Stored data entries:
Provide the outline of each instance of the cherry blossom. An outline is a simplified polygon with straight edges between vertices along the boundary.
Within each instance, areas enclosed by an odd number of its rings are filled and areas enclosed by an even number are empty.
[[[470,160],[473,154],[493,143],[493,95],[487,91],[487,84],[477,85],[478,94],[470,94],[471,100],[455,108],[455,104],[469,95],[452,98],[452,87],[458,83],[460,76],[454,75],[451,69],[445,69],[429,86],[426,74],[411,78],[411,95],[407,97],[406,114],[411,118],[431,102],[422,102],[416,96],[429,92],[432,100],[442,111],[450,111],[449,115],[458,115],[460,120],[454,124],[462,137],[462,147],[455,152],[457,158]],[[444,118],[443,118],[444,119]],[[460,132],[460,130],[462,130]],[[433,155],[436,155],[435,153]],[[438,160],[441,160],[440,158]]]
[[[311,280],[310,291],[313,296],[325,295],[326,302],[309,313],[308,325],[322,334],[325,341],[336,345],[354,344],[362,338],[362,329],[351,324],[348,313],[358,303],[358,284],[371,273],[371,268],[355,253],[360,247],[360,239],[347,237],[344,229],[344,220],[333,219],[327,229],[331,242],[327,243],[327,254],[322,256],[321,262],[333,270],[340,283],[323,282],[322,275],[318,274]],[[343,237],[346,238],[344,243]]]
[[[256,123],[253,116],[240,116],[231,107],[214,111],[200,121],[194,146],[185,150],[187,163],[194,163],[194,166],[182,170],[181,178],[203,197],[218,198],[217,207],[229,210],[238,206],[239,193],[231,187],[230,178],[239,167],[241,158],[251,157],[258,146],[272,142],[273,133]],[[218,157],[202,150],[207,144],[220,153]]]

**EXERCISE DETAILS**
Print the records again in full, exactly as they appear above.

**TASK RESULT**
Provide the outline of each instance of the cherry blossom. An outline is a simplified polygon with straight edges between vertices along the boundary.
Within each instance, areas enclosed by an odd number of its rings are filled and areas enclosed by an even number are empty.
[[[470,160],[473,154],[493,143],[493,95],[487,91],[487,84],[477,85],[478,94],[470,94],[471,100],[455,108],[455,104],[469,95],[452,98],[452,87],[458,83],[460,76],[454,75],[451,69],[445,69],[429,86],[426,74],[411,78],[411,95],[407,97],[406,114],[411,118],[431,102],[422,102],[416,96],[429,92],[432,100],[442,111],[450,111],[449,115],[458,115],[460,120],[454,124],[462,137],[462,147],[455,152],[457,158]],[[444,118],[443,118],[444,119]],[[460,132],[460,130],[462,130]],[[433,155],[436,155],[435,153]],[[438,160],[441,160],[440,158]]]
[[[311,280],[310,291],[313,296],[325,295],[326,302],[309,313],[308,325],[322,334],[325,341],[336,345],[354,344],[362,338],[362,329],[351,324],[348,313],[358,303],[358,284],[371,273],[371,268],[355,253],[360,247],[360,239],[347,237],[344,229],[344,220],[333,219],[327,229],[331,242],[327,243],[327,254],[322,256],[321,262],[333,270],[340,283],[323,282],[322,275],[318,274]],[[343,237],[346,238],[344,243]]]
[[[256,123],[253,116],[240,116],[231,107],[214,111],[200,121],[194,146],[185,150],[187,163],[194,163],[194,166],[182,170],[181,178],[203,197],[218,198],[217,207],[229,210],[238,206],[239,193],[231,187],[230,178],[239,167],[241,158],[251,157],[258,146],[272,142],[273,133]],[[218,157],[202,150],[207,144],[220,153]]]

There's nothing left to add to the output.